▶ PROBLEM TO SOLVE:
Report every line of the material below that contains the string "vegetation", copying each such line in full. Case counts when matching.

Source records
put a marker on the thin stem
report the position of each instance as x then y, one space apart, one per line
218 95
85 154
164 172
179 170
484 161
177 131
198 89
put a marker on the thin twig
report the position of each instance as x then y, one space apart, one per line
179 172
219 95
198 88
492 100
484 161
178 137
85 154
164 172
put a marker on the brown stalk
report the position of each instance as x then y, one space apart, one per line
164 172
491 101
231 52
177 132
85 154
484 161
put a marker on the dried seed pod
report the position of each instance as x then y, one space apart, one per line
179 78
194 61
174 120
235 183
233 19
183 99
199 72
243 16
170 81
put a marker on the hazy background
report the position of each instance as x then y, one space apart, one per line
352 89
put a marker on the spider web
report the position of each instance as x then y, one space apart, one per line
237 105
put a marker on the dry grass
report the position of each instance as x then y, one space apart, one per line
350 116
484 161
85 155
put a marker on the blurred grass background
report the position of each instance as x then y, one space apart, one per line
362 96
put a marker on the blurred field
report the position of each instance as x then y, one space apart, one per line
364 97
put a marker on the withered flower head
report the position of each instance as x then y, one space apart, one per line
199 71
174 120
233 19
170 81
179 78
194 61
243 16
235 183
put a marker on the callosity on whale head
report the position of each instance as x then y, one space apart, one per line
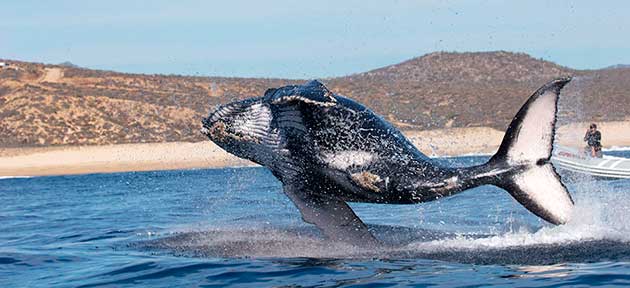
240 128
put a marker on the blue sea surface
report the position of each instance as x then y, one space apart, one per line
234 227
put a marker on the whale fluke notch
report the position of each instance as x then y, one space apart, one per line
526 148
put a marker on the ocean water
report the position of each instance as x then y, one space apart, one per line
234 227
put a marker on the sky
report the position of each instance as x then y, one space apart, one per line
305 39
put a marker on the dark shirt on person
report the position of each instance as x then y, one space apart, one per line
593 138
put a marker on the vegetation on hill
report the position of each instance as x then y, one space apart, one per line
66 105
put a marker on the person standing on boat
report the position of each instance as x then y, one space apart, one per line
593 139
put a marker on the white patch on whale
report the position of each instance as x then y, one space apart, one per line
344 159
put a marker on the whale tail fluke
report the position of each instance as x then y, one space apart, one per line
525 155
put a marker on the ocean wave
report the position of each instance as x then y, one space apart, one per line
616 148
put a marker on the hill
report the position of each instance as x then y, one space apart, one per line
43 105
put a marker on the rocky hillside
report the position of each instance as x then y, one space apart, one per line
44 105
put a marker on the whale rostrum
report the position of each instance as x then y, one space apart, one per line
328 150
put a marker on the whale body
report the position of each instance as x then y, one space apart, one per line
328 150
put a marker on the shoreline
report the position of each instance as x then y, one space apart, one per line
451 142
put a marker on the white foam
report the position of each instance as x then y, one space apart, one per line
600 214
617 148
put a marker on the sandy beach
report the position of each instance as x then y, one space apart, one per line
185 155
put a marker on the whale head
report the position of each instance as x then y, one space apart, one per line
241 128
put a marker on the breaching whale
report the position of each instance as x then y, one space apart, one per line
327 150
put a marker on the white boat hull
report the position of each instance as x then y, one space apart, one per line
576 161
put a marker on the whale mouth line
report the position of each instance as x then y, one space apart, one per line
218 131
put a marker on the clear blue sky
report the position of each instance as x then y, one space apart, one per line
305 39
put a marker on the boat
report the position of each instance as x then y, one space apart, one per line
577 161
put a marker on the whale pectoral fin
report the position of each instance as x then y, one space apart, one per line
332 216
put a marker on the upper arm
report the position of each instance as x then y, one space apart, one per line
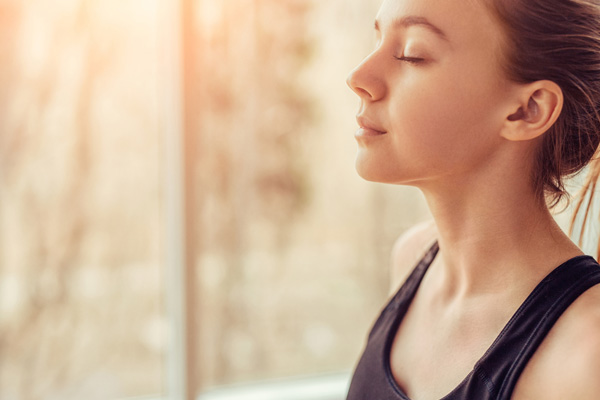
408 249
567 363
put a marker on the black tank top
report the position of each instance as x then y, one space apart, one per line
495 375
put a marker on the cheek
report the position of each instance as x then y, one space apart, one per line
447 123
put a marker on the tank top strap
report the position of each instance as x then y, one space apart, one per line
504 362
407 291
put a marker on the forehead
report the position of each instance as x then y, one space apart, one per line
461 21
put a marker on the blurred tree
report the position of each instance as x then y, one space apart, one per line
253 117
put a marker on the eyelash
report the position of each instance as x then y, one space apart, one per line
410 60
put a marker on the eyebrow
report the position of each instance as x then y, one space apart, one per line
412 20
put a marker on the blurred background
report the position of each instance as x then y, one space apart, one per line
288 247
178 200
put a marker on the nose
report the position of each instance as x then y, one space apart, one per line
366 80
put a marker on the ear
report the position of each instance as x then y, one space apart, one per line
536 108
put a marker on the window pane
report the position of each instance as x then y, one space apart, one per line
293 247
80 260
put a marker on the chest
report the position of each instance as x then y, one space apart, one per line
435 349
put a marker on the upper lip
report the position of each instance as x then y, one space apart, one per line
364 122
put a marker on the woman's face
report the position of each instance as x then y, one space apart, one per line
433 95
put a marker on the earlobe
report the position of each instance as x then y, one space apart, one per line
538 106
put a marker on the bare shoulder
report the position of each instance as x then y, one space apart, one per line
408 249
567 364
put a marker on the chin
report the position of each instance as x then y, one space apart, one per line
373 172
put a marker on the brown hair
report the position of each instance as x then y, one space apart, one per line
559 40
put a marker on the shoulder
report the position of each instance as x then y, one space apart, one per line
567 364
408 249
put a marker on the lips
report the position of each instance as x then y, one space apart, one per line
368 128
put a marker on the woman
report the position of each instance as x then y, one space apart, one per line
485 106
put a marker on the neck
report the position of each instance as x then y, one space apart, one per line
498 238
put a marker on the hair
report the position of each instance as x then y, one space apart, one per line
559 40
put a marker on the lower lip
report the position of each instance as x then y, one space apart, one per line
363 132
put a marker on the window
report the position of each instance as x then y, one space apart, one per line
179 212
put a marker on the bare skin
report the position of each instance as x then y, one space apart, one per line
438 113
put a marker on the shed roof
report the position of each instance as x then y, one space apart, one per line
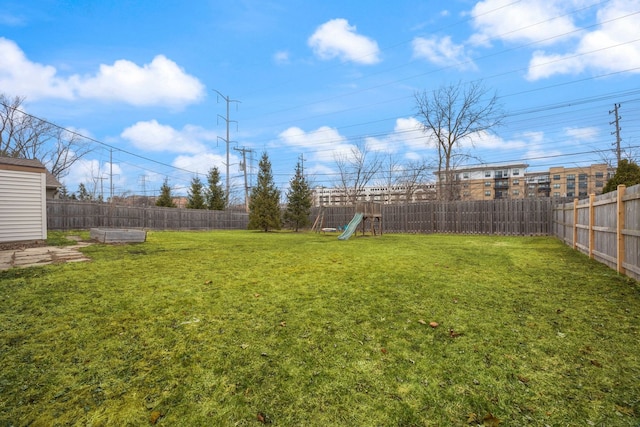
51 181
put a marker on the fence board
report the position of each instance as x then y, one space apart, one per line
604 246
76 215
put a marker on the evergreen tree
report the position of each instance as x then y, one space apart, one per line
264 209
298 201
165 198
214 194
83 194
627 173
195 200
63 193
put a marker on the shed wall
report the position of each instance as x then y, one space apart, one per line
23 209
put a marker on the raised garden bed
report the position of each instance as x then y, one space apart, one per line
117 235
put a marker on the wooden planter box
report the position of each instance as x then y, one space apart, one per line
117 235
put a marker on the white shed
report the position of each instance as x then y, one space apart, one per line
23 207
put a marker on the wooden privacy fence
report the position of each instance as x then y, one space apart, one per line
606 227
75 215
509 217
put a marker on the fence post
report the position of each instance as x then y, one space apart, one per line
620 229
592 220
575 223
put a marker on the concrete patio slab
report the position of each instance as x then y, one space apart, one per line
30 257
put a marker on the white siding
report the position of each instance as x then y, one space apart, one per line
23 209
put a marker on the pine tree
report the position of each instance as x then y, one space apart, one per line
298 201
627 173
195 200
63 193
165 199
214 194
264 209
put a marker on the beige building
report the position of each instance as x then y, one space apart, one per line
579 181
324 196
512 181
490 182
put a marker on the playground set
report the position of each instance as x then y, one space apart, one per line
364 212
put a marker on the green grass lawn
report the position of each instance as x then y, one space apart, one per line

---

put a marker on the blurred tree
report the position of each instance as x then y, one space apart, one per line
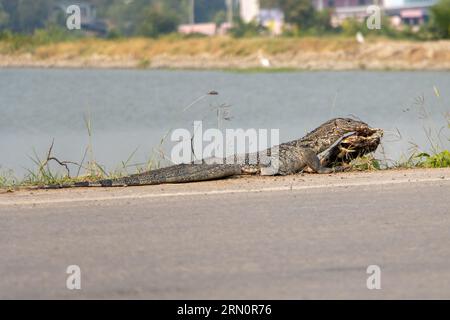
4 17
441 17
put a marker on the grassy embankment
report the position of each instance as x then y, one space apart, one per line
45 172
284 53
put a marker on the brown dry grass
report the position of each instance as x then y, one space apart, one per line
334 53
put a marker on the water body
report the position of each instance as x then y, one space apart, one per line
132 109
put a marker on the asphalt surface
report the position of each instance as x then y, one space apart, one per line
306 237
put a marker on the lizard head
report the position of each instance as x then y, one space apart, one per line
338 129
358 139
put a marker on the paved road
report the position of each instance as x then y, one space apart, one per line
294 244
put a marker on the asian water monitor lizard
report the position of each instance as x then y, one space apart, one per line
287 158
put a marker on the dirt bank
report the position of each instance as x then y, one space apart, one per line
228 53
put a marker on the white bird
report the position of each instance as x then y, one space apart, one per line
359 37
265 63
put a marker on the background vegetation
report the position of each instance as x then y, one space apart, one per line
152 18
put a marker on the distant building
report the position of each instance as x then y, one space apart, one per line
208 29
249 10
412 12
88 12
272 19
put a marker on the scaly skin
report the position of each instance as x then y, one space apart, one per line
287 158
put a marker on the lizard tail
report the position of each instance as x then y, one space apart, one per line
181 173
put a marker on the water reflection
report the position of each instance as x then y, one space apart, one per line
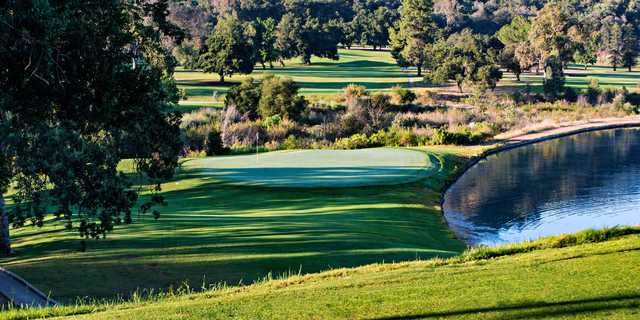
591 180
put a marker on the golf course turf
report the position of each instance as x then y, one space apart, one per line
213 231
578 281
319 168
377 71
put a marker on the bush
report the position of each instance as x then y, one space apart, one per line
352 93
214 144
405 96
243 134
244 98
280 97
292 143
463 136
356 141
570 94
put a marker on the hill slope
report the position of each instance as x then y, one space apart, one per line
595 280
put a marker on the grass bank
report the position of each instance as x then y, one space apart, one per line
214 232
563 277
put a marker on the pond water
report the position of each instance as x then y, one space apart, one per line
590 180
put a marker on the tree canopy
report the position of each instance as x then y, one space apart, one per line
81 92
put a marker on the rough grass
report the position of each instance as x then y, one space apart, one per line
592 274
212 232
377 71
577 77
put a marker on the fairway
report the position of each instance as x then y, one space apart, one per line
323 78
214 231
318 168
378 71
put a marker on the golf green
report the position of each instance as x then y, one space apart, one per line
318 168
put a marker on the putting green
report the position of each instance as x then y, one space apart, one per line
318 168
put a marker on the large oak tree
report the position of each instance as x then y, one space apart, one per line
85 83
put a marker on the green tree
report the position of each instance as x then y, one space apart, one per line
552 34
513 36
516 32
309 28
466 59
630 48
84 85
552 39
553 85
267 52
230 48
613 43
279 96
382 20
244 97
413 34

▶ TASK SOLUTION:
put a marker on the vegetation on hill
put a marker on the background vegetation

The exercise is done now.